### 作業内容
1/ 説教の「第一朗読コヘレトの言葉を読み」から「ち割って、氷水を作るのです。」までの全文を、「洗濯板」を「洗い板」に入れ替えて書き出してください。
2/ 説教の中で家にあるとして挙げられている電化製品をすべて書き出してください。
3/ 説教について、次の問いに答えてください。
(a) この説教が行われたのは何年何月何日ですか。
(b) 話し手がよく買いに行かされたものは何ですか。
(c) 何か不思議なことに出会ったとき、何で調べたと述べられていますか。
━━━ 提示された文章
「年間第18主日」(C年)説教
2016年7月31日・加藤 英雄師


 

  第一朗読コヘレトの言葉を読みました。 空しさ。なんという空しさ。空しさとは:はかない、空っぽである。無駄である。欲がない。わたしたちは「ない」ではなく、「ある」を求めています。働いたら実りがある。努力すればその成果がある。わたしたちは毎日の生活に充実したいのです。

「知恵と知識と才能を尽くして労苦した結果を、まったく労苦しなかった者に遺産として与えなければならないのか。

知恵と知識、才能を尽くして労苦した結果―例えば、電化製品があります。今のわたしたちの生活は電化製品に囲まれています。家に掃除機、洗濯機、冷蔵庫、テレビがあります。電化製品以上に難しいパソコン、iPadがあり、車にはナビゲータがついています。そういうものがコンピューターによって動いているという。身の回りのことが小さな機器によって、手助けされている。それはすごい事だと思います。すごい世界です。それを作り上げた知恵、知識、才能をあなたたちは考えたことがありますかと問われているようです。

掃除をする。今の子供たちは箒、はたきを知らないかも知れない。洗濯をする。盥(たらい)がある。洗濯板がある。洗濯板には刻みがある。洗濯板を見たこともない子がいる。冷蔵庫。木製の、氷を買って一番上に入れる。氷を、わたしはよく買いに行かされました。いつの間にか氷はなくなってしまう。そっと、氷を取り出し、かち割って、氷水を作るのです。
掃除機で掃除をする。洗濯機で洗濯する。冷蔵庫がある。先達の遺産によってわたしたちは快適な、便利な生活を送っています。わたしたちは感謝を忘れているのではありませんか。

今はボタンで知識が得られます。辞書、事典をひくことがなくなりました。わたしたちは何か不思議なことに出会うと、百科事典で調べました。百科事典に入って行くと、世界が広がって行きます。知りたい、知りたいと、どんどん調べて行く世界に入って行くのです。
一時期、百科事典ブームが起りました。ご家庭に百科事典を。書斎に百科事典を揃える。本棚に百科事典が並んでいる。百科事典には何か重さがあったように思います。
━━━━━━
━━━ 保存データ
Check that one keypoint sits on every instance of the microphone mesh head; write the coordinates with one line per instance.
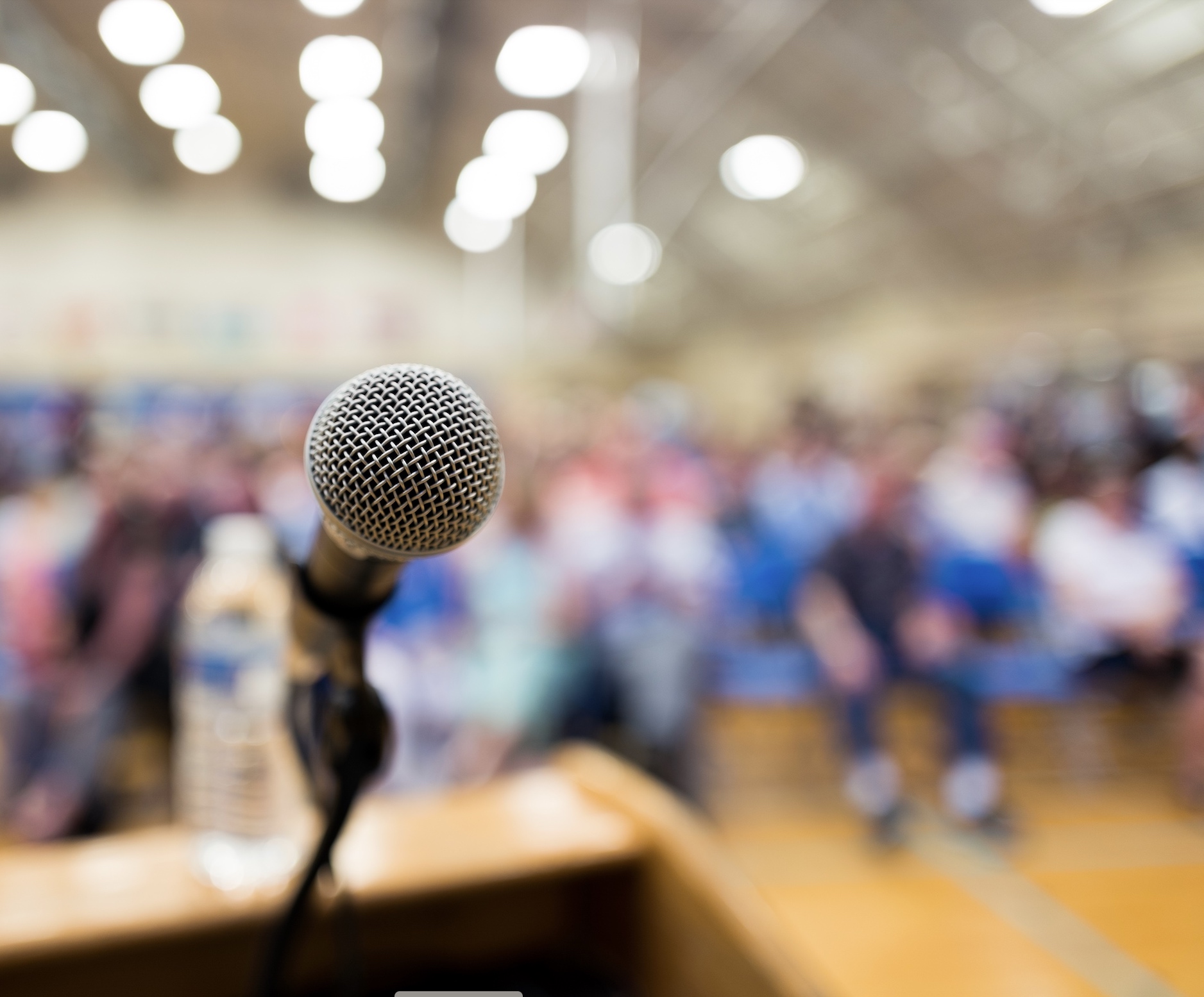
(405, 462)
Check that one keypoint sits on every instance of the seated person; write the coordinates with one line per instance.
(976, 507)
(1119, 596)
(872, 621)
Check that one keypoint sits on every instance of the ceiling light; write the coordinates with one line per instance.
(210, 147)
(625, 253)
(142, 33)
(332, 8)
(343, 127)
(494, 188)
(1068, 8)
(340, 67)
(473, 234)
(180, 97)
(49, 141)
(534, 140)
(763, 167)
(543, 60)
(16, 94)
(347, 178)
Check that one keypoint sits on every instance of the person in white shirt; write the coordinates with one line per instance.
(1119, 595)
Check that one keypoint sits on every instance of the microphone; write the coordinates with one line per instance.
(405, 463)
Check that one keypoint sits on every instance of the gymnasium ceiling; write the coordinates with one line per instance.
(966, 140)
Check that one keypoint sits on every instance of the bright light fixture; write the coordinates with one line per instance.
(49, 141)
(142, 33)
(494, 188)
(532, 140)
(210, 147)
(340, 67)
(347, 178)
(763, 167)
(16, 94)
(473, 234)
(180, 96)
(625, 253)
(1068, 8)
(343, 127)
(332, 8)
(543, 60)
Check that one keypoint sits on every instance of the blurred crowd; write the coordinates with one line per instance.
(1047, 536)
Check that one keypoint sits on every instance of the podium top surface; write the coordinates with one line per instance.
(137, 885)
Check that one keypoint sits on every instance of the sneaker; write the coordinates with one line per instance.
(998, 825)
(889, 831)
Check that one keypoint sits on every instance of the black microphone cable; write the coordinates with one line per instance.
(353, 735)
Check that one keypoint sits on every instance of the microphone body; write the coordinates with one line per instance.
(405, 463)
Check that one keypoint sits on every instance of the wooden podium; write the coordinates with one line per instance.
(584, 860)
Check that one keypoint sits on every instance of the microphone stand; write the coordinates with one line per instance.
(339, 723)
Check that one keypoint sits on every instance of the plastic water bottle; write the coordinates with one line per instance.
(237, 782)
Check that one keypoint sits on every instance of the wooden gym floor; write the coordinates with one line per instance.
(1102, 891)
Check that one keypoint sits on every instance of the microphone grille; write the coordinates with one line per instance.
(405, 462)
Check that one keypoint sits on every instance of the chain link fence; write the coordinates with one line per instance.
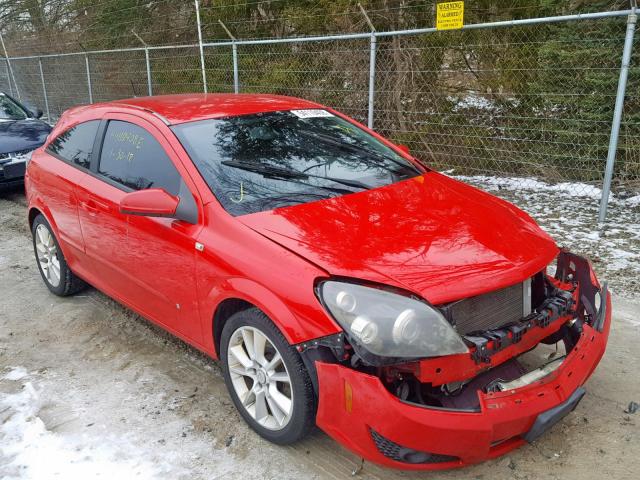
(520, 101)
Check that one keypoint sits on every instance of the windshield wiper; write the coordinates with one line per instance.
(379, 157)
(287, 173)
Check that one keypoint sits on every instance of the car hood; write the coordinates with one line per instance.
(433, 235)
(16, 135)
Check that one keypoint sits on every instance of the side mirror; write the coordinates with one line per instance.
(404, 148)
(153, 202)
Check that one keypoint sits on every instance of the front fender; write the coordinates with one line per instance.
(298, 323)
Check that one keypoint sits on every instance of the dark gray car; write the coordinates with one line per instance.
(21, 132)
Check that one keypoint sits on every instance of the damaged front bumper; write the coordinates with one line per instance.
(359, 411)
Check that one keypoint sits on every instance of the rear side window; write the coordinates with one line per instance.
(75, 144)
(132, 157)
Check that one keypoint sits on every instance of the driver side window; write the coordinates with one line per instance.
(132, 157)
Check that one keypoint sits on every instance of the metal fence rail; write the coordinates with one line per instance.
(510, 98)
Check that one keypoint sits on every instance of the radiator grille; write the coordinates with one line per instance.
(491, 310)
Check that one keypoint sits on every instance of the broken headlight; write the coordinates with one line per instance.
(387, 324)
━━━━━━
### 課題への回答
1/
第一朗読コヘレトの言葉を読みました。 空しさ。なんという空しさ。空しさとは:はかない、空っぽである。無駄である。欲がない。わたしたちは「ない」ではなく、「ある」を求めています。働いたら実りがある。努力すればその成果がある。わたしたちは毎日の生活に充実したいのです。

「知恵と知識と才能を尽くして労苦した結果を、まったく労苦しなかった者に遺産として与えなければならないのか。

知恵と知識、才能を尽くして労苦した結果―例えば、電化製品があります。今のわたしたちの生活は電化製品に囲まれています。家に掃除機、洗濯機、冷蔵庫、テレビがあります。電化製品以上に難しいパソコン、iPadがあり、車にはナビゲータがついています。そういうものがコンピューターによって動いているという。身の回りのことが小さな機器によって、手助けされている。それはすごい事だと思います。すごい世界です。それを作り上げた知恵、知識、才能をあなたたちは考えたことがありますかと問われているようです。

掃除をする。今の子供たちは箒、はたきを知らないかも知れない。洗濯をする。盥(たらい)がある。洗い板がある。洗い板には刻みがある。洗い板を見たこともない子がいる。冷蔵庫。木製の、氷を買って一番上に入れる。氷を、わたしはよく買いに行かされました。いつの間にか氷はなくなってしまう。そっと、氷を取り出し、かち割って、氷水を作るのです。

2/ 掃除機、洗濯機、冷蔵庫、テレビ

3/
(a) 2016年7月31日
(b) 氷
(c) 百科事典